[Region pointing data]
******************************

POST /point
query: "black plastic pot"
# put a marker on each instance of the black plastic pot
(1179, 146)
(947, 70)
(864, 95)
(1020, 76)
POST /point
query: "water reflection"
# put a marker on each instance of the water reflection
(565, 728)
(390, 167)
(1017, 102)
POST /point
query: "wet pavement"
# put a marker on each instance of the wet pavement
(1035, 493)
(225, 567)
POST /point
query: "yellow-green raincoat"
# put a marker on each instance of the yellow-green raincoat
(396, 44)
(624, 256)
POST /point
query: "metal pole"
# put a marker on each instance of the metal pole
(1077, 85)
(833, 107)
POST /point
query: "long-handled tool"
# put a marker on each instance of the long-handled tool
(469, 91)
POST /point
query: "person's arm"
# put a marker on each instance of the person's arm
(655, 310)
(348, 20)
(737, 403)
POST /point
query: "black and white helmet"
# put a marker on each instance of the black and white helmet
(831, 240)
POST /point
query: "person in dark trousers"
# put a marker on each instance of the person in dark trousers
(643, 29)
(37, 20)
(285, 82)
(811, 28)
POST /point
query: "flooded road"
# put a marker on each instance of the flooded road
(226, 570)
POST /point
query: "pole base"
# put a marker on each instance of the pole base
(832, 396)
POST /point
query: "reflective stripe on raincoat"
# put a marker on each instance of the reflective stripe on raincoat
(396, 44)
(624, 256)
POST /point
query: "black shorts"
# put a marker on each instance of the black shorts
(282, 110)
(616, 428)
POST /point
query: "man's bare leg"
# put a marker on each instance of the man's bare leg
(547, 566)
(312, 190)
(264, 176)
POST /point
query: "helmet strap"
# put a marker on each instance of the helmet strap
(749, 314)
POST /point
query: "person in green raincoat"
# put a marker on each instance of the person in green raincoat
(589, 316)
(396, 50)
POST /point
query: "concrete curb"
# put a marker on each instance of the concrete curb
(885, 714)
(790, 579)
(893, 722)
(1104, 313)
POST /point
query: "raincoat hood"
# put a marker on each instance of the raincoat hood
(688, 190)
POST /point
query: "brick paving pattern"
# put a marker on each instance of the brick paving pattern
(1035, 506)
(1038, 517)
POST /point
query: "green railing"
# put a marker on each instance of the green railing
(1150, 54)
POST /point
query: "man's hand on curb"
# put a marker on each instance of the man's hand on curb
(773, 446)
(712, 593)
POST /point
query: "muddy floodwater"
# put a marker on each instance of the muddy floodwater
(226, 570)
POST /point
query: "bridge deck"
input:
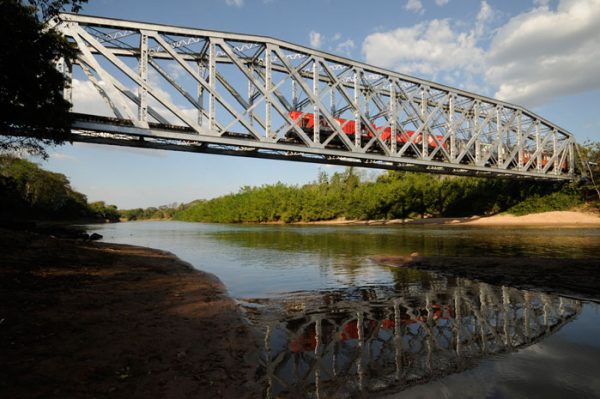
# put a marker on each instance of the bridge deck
(205, 91)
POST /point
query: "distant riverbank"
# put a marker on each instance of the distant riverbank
(81, 318)
(550, 219)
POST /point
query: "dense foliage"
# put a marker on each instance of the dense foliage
(394, 195)
(29, 192)
(152, 213)
(33, 112)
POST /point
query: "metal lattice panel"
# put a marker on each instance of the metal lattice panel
(206, 91)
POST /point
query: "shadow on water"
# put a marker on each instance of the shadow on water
(356, 342)
(427, 240)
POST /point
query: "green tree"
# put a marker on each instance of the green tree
(33, 111)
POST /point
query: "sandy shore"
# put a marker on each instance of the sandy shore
(552, 219)
(577, 278)
(92, 320)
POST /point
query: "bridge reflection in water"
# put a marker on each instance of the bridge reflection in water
(348, 343)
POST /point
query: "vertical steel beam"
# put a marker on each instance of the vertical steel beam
(294, 95)
(66, 69)
(451, 127)
(393, 117)
(520, 140)
(143, 70)
(357, 123)
(499, 144)
(332, 108)
(425, 130)
(538, 149)
(477, 132)
(200, 93)
(268, 89)
(212, 77)
(316, 108)
(554, 153)
(251, 102)
(572, 145)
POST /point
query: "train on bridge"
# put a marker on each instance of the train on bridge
(306, 121)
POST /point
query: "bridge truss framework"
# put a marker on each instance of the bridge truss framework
(240, 90)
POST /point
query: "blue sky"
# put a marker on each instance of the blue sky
(541, 54)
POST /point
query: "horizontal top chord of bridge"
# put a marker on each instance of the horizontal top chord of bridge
(206, 91)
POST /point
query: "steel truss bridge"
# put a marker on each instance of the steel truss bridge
(344, 345)
(205, 91)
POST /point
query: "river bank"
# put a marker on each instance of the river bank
(567, 219)
(86, 319)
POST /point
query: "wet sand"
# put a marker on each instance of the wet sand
(563, 219)
(81, 319)
(576, 278)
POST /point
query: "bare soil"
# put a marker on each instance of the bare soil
(563, 219)
(81, 319)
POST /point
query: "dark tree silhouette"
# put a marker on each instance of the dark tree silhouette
(33, 112)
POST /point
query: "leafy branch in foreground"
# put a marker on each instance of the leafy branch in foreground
(33, 112)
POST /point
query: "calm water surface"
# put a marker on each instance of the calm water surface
(335, 324)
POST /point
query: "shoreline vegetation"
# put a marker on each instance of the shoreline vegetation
(89, 319)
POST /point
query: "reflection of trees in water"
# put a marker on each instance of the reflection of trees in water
(354, 241)
(340, 343)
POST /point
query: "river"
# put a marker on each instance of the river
(335, 324)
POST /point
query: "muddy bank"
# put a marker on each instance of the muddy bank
(578, 278)
(567, 219)
(81, 319)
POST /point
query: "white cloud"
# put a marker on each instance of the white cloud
(414, 6)
(425, 49)
(541, 3)
(315, 39)
(87, 100)
(536, 56)
(236, 3)
(345, 47)
(485, 15)
(543, 54)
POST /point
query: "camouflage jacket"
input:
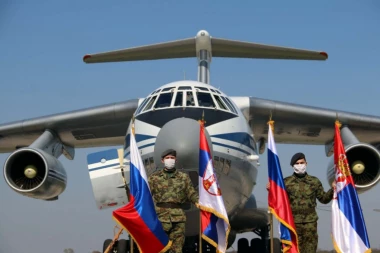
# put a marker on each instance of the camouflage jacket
(175, 187)
(303, 193)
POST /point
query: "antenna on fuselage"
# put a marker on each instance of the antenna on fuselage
(204, 47)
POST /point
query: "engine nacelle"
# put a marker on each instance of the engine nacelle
(364, 162)
(34, 173)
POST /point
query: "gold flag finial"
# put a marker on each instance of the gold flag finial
(337, 122)
(133, 125)
(202, 121)
(271, 122)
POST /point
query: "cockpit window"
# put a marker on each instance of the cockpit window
(201, 88)
(178, 99)
(142, 105)
(205, 99)
(150, 104)
(232, 108)
(190, 98)
(164, 100)
(154, 92)
(220, 103)
(167, 89)
(184, 88)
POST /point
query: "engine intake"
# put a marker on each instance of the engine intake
(364, 162)
(34, 173)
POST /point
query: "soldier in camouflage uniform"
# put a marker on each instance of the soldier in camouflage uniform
(170, 188)
(303, 191)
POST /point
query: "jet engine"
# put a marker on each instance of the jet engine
(35, 171)
(363, 159)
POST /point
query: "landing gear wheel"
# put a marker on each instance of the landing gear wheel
(243, 245)
(122, 246)
(257, 245)
(105, 244)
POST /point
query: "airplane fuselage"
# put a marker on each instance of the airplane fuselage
(171, 122)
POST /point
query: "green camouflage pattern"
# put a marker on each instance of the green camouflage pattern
(176, 233)
(307, 237)
(303, 191)
(172, 187)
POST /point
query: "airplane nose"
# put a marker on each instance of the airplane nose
(182, 135)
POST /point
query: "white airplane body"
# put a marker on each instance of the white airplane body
(236, 130)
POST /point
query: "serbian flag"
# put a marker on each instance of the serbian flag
(139, 217)
(278, 200)
(349, 233)
(215, 226)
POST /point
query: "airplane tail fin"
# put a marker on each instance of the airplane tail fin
(186, 48)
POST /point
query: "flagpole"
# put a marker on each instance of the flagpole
(271, 231)
(201, 122)
(271, 125)
(132, 132)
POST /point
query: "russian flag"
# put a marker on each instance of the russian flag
(215, 225)
(278, 200)
(349, 233)
(139, 217)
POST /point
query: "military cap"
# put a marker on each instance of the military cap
(169, 152)
(296, 157)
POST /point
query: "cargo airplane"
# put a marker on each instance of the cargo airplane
(236, 129)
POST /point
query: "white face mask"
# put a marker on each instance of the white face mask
(169, 163)
(299, 168)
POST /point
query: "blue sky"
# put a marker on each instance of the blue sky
(42, 45)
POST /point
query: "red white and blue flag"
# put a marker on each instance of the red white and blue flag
(139, 217)
(215, 226)
(278, 200)
(349, 233)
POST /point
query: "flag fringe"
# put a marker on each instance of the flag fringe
(167, 247)
(285, 224)
(219, 215)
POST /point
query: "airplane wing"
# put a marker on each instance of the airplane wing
(96, 126)
(301, 124)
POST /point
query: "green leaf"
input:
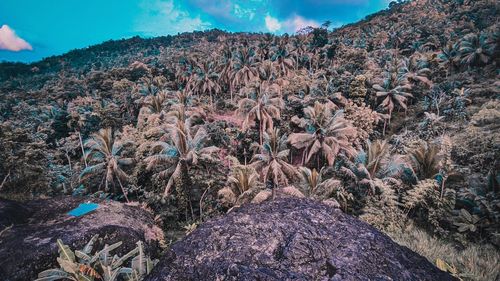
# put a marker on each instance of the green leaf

******************************

◆ What to do: Beginning with the line that contains "# put a marker on each instance of the flag fringe", print exactly every line through the end of the records, both included. Omit the pictures.

◆ Task result:
# put a marker on each instance of the flag fringe
(167, 247)
(285, 224)
(219, 215)
POST /point
query: "airplane wing"
# put a marker on each instance of the airplane wing
(96, 126)
(301, 124)
POST /point
query: "green leaf"
input:
# put a marker on each instance of the green leaf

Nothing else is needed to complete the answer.